### WORK INSTRUCTIONS
Arrange the data from the line containing "TARGET = wooden dining table" up to and including the final line of the data as a Markdown table with the columns Number and Record line, one numbered row per line and blank lines omitted.

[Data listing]
____________
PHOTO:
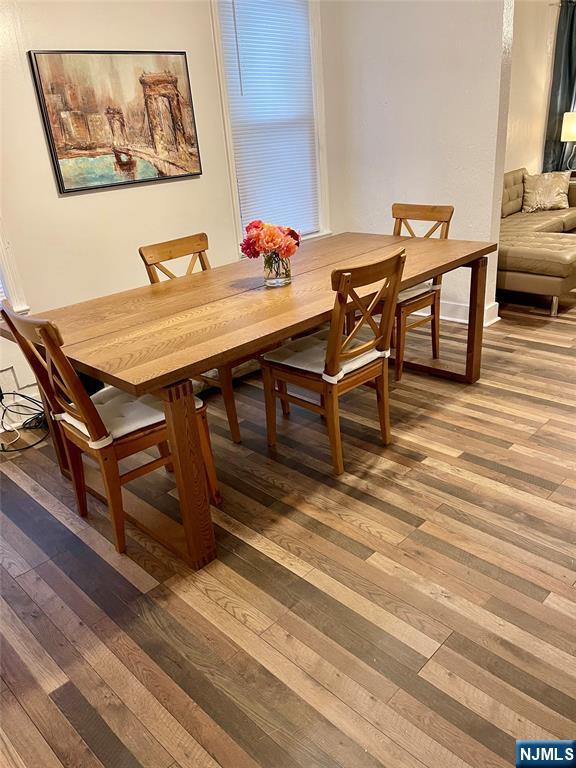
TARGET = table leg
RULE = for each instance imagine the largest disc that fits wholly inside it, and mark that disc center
(476, 319)
(184, 440)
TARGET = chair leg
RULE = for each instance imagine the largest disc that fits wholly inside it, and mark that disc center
(164, 451)
(111, 477)
(225, 379)
(383, 398)
(333, 424)
(435, 311)
(400, 342)
(270, 401)
(76, 467)
(283, 388)
(208, 456)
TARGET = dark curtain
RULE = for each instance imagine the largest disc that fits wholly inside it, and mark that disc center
(563, 93)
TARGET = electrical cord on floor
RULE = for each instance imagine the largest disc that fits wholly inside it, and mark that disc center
(32, 409)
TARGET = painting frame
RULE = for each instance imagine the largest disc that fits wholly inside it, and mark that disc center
(54, 150)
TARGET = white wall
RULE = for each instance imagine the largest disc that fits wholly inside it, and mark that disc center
(73, 247)
(532, 61)
(414, 114)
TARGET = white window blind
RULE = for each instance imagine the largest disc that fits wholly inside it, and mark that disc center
(268, 66)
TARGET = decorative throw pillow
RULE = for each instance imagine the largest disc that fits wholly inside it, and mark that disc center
(546, 191)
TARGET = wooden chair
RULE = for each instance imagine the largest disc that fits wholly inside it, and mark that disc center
(425, 294)
(154, 258)
(109, 426)
(330, 362)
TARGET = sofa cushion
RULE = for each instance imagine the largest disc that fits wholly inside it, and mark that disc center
(513, 192)
(541, 221)
(540, 253)
(546, 191)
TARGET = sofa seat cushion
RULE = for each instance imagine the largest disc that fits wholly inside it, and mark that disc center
(123, 413)
(540, 253)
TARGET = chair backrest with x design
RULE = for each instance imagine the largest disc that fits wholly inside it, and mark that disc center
(439, 215)
(40, 342)
(155, 256)
(385, 275)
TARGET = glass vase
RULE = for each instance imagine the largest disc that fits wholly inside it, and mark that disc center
(277, 271)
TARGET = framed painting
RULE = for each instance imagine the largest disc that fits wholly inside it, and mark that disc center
(116, 117)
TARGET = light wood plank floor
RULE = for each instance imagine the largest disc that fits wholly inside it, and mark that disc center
(418, 611)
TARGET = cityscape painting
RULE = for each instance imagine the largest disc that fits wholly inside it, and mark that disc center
(116, 117)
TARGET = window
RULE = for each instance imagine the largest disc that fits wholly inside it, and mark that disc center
(268, 67)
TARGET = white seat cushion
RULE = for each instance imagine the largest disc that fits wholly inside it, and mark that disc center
(417, 290)
(308, 353)
(123, 413)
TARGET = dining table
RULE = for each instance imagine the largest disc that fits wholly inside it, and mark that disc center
(154, 338)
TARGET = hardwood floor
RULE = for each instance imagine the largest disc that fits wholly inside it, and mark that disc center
(420, 610)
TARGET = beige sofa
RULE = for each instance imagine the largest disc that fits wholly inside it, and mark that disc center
(536, 252)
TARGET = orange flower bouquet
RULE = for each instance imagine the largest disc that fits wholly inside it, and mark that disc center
(276, 245)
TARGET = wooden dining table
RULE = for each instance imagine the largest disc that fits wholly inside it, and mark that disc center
(154, 338)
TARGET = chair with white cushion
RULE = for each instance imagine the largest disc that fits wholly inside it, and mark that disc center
____________
### SOLUTION TO THE EXERCISE
| Number | Record line |
|---|---|
| 1 | TARGET = wooden dining table |
| 2 | RULE = for each instance imagine the largest disc that fits wholly inside it, and mark that disc center |
| 3 | (154, 338) |
| 4 | TARGET = chair with white cushion |
| 5 | RULE = for each instance imagine the largest disc that fits wholly inside it, and mark that disc center |